* START Provided entries *

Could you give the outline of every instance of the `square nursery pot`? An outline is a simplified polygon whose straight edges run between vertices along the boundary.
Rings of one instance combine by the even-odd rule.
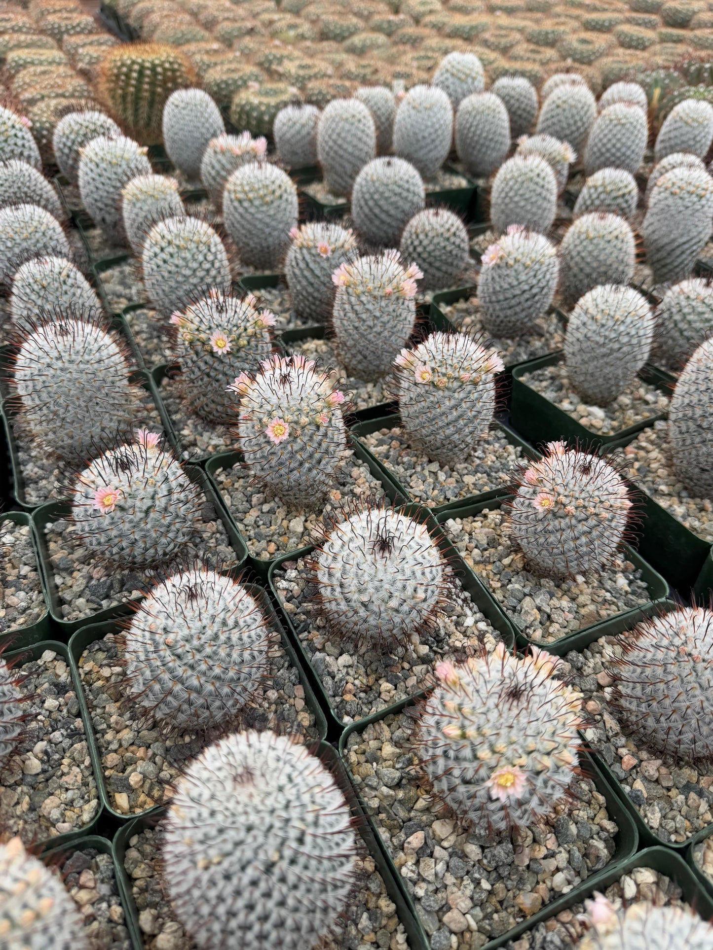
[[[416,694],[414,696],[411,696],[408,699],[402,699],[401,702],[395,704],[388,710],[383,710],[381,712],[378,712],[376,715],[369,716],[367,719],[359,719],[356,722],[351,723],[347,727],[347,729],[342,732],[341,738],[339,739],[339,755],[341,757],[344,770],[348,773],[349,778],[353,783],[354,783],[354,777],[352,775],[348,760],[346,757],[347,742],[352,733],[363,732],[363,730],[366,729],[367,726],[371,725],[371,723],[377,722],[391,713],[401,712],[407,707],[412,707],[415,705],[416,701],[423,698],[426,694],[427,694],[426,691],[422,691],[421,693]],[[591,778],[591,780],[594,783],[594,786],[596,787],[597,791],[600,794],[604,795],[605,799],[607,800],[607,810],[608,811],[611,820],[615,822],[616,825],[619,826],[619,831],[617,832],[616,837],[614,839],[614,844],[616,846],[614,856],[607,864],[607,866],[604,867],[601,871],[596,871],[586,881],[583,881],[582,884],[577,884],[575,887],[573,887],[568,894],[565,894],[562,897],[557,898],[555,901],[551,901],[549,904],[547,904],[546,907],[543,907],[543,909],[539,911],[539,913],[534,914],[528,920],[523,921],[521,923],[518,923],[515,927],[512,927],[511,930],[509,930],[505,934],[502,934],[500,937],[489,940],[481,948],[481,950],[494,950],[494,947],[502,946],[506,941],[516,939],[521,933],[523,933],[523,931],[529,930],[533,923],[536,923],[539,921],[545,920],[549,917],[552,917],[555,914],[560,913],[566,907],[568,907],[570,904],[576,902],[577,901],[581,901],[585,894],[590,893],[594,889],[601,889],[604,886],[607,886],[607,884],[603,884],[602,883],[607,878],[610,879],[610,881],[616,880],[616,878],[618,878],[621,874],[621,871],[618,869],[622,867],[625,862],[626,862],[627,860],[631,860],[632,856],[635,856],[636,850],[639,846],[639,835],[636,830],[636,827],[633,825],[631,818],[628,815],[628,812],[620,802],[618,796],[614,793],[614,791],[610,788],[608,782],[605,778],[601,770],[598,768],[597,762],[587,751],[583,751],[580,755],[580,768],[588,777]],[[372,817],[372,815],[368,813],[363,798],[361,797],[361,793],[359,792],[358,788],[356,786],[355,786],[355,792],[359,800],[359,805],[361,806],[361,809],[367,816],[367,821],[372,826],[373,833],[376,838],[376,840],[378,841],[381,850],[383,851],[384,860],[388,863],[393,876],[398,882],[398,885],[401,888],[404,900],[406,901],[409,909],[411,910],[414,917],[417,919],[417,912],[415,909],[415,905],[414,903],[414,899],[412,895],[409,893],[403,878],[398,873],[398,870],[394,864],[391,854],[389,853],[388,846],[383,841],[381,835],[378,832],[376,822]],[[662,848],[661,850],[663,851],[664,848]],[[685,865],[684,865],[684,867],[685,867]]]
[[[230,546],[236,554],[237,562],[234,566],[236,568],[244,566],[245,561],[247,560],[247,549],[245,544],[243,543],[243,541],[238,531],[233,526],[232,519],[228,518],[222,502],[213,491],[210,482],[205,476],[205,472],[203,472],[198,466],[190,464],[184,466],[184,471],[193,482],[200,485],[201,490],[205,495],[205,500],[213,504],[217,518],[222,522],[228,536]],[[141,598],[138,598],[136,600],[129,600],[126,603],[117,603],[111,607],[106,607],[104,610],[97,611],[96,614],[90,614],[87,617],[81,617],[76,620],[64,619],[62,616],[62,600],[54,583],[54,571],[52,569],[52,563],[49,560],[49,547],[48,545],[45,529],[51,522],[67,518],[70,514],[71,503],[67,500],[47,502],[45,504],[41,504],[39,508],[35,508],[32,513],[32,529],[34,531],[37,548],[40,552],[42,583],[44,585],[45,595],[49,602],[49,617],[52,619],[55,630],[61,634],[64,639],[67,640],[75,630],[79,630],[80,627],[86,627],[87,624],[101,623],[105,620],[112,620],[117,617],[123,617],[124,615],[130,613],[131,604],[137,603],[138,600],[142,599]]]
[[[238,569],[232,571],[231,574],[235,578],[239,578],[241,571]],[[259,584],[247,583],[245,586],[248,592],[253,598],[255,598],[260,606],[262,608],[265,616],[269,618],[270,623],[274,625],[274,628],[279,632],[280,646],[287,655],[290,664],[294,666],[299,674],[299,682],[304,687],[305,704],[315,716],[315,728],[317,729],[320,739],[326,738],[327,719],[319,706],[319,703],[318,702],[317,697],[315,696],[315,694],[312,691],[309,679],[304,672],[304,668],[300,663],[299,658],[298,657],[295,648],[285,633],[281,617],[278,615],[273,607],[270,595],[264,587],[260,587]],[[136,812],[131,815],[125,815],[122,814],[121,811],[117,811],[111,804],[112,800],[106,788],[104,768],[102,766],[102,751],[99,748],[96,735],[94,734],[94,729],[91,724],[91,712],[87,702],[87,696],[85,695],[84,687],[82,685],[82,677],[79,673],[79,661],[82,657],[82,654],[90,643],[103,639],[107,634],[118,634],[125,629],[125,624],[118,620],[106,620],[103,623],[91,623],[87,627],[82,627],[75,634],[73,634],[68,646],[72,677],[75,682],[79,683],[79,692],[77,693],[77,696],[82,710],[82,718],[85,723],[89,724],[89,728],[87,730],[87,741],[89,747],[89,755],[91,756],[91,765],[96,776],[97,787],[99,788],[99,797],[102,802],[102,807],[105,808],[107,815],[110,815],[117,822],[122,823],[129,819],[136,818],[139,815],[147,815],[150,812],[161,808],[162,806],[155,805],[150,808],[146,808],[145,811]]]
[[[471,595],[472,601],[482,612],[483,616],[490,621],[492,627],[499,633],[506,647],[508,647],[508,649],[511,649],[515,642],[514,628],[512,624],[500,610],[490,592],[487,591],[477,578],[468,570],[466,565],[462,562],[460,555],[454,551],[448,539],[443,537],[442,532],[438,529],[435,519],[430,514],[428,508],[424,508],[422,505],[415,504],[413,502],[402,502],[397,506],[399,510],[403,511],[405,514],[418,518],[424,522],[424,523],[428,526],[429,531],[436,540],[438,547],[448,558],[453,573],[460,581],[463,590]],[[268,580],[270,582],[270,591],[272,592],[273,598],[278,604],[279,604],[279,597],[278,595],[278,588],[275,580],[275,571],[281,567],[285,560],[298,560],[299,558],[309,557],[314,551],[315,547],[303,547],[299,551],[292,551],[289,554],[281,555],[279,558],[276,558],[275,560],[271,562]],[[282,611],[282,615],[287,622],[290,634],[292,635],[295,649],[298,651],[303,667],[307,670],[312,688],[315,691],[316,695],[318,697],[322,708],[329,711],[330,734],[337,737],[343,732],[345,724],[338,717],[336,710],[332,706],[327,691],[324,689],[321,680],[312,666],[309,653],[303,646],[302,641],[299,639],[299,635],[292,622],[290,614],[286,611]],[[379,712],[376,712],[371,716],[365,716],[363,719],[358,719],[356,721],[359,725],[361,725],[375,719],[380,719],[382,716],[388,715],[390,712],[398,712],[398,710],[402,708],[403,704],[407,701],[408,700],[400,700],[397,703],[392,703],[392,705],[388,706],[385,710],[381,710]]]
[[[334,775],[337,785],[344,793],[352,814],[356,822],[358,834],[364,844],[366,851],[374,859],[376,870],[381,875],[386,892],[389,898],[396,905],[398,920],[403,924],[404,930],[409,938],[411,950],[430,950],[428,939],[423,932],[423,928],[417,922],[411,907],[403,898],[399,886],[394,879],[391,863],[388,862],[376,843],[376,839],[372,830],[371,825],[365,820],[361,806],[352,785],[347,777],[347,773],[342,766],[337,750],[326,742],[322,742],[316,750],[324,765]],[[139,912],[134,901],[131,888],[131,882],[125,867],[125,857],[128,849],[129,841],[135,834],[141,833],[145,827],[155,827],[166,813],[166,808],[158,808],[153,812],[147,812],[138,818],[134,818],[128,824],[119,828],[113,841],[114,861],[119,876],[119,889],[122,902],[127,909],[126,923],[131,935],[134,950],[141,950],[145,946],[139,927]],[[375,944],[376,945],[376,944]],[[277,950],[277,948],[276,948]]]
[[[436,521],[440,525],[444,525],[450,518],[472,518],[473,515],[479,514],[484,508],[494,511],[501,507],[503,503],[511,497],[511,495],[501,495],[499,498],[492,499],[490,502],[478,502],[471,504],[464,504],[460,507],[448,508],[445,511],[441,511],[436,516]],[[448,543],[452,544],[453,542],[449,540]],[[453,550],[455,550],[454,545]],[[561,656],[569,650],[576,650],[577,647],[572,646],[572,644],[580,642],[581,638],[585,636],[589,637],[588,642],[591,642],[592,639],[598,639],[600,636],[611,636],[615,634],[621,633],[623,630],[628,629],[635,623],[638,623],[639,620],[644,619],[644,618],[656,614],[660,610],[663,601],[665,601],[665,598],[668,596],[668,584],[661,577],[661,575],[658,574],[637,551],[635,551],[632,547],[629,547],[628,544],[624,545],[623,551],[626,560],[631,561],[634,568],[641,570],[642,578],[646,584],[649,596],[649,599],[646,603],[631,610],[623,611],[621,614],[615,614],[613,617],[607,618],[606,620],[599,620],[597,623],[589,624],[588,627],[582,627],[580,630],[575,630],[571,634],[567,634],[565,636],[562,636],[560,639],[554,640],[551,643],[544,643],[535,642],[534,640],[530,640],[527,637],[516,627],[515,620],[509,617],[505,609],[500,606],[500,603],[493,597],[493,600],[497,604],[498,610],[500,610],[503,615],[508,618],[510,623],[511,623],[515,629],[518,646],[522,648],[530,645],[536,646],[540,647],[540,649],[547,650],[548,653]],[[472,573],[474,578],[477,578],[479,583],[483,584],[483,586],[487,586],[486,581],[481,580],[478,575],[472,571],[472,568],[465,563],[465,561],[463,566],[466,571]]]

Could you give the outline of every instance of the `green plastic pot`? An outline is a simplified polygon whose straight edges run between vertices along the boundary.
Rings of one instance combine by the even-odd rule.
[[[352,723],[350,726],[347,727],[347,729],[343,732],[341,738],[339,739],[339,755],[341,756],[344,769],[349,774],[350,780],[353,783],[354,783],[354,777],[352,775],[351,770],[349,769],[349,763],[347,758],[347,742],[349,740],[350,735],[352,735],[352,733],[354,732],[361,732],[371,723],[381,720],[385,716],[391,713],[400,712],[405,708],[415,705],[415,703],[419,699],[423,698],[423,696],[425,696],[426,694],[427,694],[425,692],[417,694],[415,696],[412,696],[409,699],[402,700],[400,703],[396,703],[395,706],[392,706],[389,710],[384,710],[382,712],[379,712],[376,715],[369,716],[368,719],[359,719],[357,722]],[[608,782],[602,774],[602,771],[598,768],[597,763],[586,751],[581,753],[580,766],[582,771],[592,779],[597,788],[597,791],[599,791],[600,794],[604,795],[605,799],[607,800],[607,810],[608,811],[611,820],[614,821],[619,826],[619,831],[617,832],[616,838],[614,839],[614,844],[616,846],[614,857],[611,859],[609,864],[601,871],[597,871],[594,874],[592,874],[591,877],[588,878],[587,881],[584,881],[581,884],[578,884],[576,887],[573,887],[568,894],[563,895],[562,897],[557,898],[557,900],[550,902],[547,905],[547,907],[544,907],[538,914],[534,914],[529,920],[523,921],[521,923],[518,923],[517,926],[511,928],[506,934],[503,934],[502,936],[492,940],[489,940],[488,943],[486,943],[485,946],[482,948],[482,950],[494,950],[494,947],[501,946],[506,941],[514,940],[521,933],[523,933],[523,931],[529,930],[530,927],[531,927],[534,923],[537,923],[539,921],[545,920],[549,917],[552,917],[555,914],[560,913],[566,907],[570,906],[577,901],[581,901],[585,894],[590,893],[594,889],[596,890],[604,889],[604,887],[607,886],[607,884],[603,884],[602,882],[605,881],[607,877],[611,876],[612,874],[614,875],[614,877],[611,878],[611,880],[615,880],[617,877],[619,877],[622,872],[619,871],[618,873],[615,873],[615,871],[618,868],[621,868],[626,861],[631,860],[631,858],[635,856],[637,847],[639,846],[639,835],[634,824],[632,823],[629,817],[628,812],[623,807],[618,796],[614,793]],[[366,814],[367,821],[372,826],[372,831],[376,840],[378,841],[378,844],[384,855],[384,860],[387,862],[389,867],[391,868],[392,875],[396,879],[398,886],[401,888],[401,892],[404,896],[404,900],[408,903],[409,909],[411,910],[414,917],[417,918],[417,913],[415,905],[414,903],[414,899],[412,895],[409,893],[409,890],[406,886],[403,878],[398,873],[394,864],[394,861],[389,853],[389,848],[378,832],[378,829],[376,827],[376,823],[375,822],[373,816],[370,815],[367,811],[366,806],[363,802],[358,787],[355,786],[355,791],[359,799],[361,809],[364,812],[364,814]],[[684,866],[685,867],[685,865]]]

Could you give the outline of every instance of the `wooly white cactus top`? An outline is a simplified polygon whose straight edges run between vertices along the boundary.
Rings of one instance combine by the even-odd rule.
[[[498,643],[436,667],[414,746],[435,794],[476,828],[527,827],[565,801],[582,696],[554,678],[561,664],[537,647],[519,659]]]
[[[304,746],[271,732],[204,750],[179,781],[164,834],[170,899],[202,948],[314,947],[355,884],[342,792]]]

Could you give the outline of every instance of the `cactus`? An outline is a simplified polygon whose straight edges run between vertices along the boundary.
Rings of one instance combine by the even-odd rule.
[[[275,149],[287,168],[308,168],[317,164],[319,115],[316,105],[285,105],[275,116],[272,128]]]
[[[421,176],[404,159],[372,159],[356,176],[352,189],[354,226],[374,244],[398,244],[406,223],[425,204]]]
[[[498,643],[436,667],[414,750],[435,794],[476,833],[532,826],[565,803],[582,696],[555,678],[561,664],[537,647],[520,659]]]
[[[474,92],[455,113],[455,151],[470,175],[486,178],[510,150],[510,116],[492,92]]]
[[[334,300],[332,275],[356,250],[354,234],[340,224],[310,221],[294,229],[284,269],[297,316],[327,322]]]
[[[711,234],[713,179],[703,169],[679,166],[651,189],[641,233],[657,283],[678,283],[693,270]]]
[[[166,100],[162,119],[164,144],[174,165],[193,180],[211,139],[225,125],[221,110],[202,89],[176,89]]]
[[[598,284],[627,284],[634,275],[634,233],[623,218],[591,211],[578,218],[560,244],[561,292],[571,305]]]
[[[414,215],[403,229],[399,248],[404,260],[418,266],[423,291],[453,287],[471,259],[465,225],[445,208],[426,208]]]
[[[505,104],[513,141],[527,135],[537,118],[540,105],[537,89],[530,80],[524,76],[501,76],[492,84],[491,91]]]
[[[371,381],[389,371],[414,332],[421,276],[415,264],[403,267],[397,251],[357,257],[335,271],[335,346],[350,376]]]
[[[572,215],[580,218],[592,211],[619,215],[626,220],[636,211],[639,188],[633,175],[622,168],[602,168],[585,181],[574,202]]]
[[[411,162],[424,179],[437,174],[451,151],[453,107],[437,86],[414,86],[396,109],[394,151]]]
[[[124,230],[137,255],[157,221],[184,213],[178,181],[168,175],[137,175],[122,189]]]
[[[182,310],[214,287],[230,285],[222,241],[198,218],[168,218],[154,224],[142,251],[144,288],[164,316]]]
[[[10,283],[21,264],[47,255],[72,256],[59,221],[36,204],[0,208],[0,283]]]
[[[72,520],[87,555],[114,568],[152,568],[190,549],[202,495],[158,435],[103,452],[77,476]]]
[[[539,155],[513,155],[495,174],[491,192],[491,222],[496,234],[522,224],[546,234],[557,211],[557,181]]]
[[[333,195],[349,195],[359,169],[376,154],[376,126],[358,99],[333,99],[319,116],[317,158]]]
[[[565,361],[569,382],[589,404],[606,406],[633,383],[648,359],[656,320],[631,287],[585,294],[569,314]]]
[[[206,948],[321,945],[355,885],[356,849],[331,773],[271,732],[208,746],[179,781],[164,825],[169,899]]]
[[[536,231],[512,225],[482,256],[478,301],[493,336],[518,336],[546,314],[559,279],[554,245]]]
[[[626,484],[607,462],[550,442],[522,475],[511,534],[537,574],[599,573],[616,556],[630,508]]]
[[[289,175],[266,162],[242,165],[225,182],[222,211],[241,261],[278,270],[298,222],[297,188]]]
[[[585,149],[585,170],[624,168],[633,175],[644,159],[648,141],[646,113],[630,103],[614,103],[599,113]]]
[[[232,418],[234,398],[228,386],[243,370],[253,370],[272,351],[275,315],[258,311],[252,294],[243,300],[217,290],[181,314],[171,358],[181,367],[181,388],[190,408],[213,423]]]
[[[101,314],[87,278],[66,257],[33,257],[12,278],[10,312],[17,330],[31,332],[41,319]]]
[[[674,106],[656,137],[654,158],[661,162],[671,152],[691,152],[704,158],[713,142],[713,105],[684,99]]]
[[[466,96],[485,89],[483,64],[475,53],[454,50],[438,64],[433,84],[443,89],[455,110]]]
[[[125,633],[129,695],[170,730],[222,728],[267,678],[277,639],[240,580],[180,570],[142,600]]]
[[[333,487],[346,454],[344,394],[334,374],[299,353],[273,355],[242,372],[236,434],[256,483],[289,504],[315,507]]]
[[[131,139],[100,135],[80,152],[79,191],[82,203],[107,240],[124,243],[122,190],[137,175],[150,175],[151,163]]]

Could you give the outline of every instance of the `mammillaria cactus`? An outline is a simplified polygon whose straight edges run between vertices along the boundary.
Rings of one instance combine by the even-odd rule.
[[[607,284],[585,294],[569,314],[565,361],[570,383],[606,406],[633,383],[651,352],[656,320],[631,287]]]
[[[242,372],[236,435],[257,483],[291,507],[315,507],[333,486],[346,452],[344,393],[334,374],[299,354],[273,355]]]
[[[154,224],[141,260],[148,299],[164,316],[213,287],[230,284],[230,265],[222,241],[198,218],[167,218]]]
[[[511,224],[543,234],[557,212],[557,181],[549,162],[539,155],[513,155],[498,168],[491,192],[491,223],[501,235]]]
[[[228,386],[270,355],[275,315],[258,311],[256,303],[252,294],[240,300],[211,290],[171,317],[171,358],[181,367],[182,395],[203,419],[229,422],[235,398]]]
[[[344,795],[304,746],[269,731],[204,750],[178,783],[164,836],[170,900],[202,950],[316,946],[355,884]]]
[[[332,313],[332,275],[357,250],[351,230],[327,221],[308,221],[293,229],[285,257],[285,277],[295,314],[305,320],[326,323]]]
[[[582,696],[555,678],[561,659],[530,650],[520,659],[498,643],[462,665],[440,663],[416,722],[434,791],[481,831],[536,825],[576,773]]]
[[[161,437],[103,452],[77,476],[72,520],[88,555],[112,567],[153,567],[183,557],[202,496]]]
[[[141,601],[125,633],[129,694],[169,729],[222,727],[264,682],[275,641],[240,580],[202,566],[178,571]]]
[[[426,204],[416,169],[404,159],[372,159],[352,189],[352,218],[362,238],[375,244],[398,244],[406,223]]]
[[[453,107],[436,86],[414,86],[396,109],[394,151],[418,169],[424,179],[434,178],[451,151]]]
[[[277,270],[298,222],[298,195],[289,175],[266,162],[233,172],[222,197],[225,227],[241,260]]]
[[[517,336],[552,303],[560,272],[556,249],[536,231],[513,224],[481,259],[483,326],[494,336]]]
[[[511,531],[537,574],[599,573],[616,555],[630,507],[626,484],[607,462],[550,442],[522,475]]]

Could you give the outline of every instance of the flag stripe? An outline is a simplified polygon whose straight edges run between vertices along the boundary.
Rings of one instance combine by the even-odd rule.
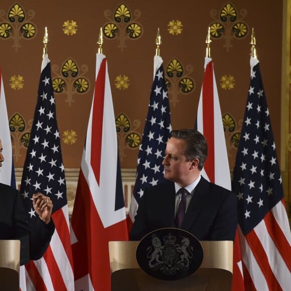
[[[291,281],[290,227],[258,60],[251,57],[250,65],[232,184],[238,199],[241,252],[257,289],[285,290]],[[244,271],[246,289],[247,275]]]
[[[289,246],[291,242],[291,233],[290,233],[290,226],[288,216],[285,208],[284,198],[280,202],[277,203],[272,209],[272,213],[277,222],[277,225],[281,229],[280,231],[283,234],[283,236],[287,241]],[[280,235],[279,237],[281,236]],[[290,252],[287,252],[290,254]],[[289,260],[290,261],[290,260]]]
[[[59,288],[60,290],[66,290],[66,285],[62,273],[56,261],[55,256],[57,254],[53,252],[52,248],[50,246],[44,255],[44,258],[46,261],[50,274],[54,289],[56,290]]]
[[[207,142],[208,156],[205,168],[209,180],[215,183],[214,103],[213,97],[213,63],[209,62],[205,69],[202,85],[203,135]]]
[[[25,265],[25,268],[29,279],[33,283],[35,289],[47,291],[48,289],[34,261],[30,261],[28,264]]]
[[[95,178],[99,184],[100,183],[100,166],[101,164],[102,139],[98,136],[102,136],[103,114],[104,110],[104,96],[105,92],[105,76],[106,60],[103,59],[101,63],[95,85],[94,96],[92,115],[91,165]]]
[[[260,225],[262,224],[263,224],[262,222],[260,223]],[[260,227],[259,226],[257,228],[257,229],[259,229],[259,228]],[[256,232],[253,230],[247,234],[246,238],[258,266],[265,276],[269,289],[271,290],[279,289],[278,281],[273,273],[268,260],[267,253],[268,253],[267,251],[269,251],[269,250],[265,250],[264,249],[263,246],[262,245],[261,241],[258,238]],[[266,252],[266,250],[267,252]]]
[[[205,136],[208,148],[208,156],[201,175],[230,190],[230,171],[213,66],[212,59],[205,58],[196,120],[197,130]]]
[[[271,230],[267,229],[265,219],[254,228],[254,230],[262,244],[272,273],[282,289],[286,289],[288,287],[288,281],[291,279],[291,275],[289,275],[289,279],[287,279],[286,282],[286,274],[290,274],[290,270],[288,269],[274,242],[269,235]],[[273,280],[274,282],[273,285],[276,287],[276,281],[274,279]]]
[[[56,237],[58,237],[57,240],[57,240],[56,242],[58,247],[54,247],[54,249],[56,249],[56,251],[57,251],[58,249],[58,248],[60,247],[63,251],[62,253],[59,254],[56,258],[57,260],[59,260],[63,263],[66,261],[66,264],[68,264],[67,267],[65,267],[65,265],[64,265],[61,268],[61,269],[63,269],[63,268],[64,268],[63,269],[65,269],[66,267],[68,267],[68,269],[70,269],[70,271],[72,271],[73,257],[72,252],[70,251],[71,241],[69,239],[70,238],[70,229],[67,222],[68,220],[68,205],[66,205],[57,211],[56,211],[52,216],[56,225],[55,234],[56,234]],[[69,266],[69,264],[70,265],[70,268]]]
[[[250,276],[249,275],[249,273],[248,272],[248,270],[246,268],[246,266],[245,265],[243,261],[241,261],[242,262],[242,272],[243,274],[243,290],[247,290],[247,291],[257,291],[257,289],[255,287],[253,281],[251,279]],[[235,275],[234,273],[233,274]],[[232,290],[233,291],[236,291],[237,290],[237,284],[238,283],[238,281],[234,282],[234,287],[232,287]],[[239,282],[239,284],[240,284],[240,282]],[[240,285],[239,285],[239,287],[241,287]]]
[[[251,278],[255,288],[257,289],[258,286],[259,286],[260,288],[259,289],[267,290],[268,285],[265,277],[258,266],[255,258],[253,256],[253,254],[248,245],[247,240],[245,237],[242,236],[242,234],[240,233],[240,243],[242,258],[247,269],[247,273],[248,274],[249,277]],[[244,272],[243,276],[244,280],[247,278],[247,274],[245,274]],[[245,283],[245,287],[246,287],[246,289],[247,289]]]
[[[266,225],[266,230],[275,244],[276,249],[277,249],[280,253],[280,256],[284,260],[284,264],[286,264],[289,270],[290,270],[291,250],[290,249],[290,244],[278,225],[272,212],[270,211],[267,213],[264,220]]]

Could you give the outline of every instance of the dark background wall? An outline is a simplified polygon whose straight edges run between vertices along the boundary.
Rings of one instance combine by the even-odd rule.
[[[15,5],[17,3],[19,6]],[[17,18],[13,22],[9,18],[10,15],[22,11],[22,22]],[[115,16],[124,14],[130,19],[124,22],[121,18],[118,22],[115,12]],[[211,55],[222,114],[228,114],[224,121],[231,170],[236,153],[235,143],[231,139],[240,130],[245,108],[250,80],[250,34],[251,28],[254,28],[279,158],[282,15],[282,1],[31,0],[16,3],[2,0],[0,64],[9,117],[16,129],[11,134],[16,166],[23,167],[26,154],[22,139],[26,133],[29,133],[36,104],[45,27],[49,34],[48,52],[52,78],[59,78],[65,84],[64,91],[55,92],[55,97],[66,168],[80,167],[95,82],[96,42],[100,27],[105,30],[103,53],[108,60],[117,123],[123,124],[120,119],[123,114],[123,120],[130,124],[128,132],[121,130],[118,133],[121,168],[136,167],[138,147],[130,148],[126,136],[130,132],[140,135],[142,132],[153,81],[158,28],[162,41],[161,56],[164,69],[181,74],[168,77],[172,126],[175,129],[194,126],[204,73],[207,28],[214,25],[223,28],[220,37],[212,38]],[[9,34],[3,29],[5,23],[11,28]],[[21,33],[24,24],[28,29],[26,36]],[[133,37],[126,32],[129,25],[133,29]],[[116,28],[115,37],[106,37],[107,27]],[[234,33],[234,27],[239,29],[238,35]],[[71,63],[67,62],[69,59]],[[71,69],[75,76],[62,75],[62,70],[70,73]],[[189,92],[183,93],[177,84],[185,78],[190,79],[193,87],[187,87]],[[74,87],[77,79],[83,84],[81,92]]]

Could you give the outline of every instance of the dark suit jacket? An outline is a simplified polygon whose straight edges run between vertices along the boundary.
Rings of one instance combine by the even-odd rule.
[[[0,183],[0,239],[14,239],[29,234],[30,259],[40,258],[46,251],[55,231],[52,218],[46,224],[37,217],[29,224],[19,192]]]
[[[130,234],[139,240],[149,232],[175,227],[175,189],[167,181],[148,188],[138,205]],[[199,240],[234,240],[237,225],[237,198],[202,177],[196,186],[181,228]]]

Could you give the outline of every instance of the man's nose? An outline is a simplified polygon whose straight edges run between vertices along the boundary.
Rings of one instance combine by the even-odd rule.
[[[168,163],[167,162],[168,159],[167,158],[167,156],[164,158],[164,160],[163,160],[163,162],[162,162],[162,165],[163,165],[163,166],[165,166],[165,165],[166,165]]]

* END Provided entries *

Written instruction -> Reproduce exactly the lines from the one containing "the dark suit" through the last line of the records above, including both, and nothing else.

Exercise output ->
Could you give the outline of every instance of the dark suit jacket? An outline is a simplified polygon whose straight edges run between vertices along the boundary.
Rings of one instance combine by the even-odd rule.
[[[0,183],[0,239],[14,239],[29,234],[30,259],[40,258],[46,251],[55,231],[52,218],[46,224],[37,217],[29,224],[19,192]]]
[[[130,234],[139,240],[149,232],[175,227],[175,189],[167,181],[148,188],[138,205]],[[199,240],[234,240],[237,225],[237,198],[202,177],[196,186],[181,228]]]

Could you give the outline of every instance of the man's nose? An outline is a simplified polygon whose straight edges run between vertices along the boundary.
Rings of one instance combine by the even-odd rule.
[[[168,163],[167,162],[168,159],[167,158],[167,156],[164,158],[164,160],[163,160],[163,162],[162,162],[162,165],[163,165],[163,166],[165,166],[165,165],[166,165]]]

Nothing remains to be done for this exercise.